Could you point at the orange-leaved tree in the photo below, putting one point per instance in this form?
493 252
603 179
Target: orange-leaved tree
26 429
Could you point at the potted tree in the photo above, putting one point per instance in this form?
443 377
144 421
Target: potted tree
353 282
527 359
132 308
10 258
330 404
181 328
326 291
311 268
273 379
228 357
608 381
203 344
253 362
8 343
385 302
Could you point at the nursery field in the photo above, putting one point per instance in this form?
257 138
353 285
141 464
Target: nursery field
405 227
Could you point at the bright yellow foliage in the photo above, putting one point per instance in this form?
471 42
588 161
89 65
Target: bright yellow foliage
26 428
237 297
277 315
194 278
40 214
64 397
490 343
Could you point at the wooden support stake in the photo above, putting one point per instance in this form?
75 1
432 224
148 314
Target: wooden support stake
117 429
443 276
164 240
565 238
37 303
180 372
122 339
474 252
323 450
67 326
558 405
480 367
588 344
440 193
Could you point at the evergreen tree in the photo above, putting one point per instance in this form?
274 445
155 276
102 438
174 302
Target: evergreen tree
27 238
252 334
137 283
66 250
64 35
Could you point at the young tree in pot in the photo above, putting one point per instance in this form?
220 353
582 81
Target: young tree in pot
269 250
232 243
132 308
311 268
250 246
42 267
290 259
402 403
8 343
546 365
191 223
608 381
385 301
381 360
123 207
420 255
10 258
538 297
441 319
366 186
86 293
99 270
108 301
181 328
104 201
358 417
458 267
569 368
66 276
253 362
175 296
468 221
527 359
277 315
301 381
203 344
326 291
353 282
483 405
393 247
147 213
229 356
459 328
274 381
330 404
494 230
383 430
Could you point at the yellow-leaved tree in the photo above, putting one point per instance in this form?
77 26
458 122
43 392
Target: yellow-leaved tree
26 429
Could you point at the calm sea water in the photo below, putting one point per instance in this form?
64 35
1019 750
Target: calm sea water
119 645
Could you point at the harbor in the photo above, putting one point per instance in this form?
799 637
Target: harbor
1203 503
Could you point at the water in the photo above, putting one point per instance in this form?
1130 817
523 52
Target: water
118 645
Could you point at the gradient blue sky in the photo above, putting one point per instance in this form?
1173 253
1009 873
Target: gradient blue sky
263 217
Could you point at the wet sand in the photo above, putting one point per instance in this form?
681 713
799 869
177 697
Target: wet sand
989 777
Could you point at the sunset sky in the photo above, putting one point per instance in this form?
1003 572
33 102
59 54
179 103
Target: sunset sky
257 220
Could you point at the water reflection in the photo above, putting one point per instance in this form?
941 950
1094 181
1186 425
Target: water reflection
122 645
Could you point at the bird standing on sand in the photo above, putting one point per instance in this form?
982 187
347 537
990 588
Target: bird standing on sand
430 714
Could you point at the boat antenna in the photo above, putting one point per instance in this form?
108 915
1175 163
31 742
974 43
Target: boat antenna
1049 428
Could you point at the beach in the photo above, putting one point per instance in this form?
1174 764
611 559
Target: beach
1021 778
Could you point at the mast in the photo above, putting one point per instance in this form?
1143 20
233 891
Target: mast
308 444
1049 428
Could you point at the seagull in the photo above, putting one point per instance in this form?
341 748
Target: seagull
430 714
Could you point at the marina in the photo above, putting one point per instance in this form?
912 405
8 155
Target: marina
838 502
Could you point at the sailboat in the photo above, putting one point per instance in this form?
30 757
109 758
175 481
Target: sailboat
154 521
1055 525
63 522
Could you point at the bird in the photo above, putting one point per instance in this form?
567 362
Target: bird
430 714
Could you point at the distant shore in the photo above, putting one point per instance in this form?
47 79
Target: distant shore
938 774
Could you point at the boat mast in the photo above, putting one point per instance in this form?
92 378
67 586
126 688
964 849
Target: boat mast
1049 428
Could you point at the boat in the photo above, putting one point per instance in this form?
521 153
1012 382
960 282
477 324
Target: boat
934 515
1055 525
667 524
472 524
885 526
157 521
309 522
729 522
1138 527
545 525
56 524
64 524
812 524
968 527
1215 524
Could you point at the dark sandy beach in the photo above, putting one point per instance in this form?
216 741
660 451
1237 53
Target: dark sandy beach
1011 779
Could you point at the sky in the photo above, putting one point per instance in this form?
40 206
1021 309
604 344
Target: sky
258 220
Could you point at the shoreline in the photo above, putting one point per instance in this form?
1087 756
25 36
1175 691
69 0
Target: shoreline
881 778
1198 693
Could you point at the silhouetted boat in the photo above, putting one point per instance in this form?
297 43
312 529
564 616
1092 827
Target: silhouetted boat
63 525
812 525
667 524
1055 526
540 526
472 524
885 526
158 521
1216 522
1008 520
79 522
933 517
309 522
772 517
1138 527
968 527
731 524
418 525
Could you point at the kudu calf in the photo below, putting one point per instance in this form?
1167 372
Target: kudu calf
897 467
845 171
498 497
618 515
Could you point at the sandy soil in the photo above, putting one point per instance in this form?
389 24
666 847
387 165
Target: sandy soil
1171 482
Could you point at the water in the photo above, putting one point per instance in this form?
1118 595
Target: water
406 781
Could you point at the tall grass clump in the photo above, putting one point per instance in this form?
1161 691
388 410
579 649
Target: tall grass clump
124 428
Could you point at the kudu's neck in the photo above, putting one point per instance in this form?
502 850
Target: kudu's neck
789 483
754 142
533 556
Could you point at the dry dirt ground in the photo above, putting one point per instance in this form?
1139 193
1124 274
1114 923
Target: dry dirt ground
====
[WHAT NEEDS TO BE DONE] Write out the lines above word for word, starting at the line that contains "Could you point at the sky" and ending with the last line, both included.

[THE SOLUTION]
Could you point at the sky in the photo above, putting one point per instance in this form?
40 206
1021 309
604 344
Target: sky
258 220
Could you point at the shoreline in the photo above, putting one point per instance in this form?
1087 756
25 36
1175 691
69 0
Target: shoreline
881 778
1198 693
Could you point at the silhouetted boat in the photo above, putting one point per instance in this form?
297 43
312 529
564 616
1092 827
Target: silhouetted boat
63 525
812 525
667 524
1055 526
540 526
472 524
885 526
158 521
1216 522
1008 520
79 522
933 517
309 522
772 517
1138 527
968 527
731 524
418 525
Could you point at the kudu calf in the photo below, putting one point per instance in this form?
1167 372
Target: kudu calf
897 467
845 171
498 497
618 515
Could you point at the sandy soil in the photo above, putting one point per instance in this form?
389 24
666 847
387 165
Target: sandy soil
1171 482
Could you point at the water in the photo above, putting one point per instance in this form?
1118 595
Target: water
406 781
Could you point at the tall grass clump in the photo above, putting one point per instance in this form?
1161 691
388 410
579 649
Target: tall grass clump
124 428
Could you point at the kudu's neck in the photo above, putting one point per instance in this form?
502 850
Target: kudu's neck
789 483
754 142
533 556
Could you point at the dry dirt ground in the photo above, putting one point per instance in this form?
1139 193
1124 274
1114 923
Target: dry dirt ground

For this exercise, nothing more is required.